====== Information ======

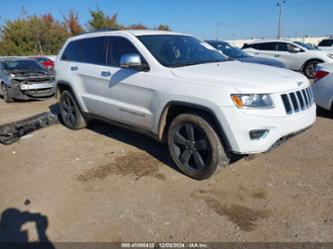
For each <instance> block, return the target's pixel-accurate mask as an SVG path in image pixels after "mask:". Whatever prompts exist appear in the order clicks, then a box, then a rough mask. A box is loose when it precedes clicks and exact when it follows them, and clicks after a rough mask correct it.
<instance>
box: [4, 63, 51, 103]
mask: <svg viewBox="0 0 333 249" xmlns="http://www.w3.org/2000/svg"><path fill="white" fill-rule="evenodd" d="M54 81H55V75H54V73H53V72H51V71H49V70H47V69H46V68H44V67H43V66H42V65H41V64H39V63H38V62H37V61H36V60H33V59H22V58H0V86H1V87H0V94H1V95H2V96H3V98H4V100H5V102H7V103H9V102H12V101H14V100H15V99H20V100H27V99H36V98H37V99H40V98H45V97H51V96H53V95H54V90H55V83H54Z"/></svg>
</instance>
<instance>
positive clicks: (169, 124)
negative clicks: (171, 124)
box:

======

## Exercise goal
Starting from the records above, copy each line where the string "instance" is found.

## Solution
For each <instance> block, return the target's pixel-accurate mask as an SVG path in image pixels after "mask:". Whatever prompts exist appear in the order clicks, then a box, then a rough mask. A box is loose when it precedes clicks and exact when it follows them, and clicks after a rough mask correct it.
<instance>
</instance>
<instance>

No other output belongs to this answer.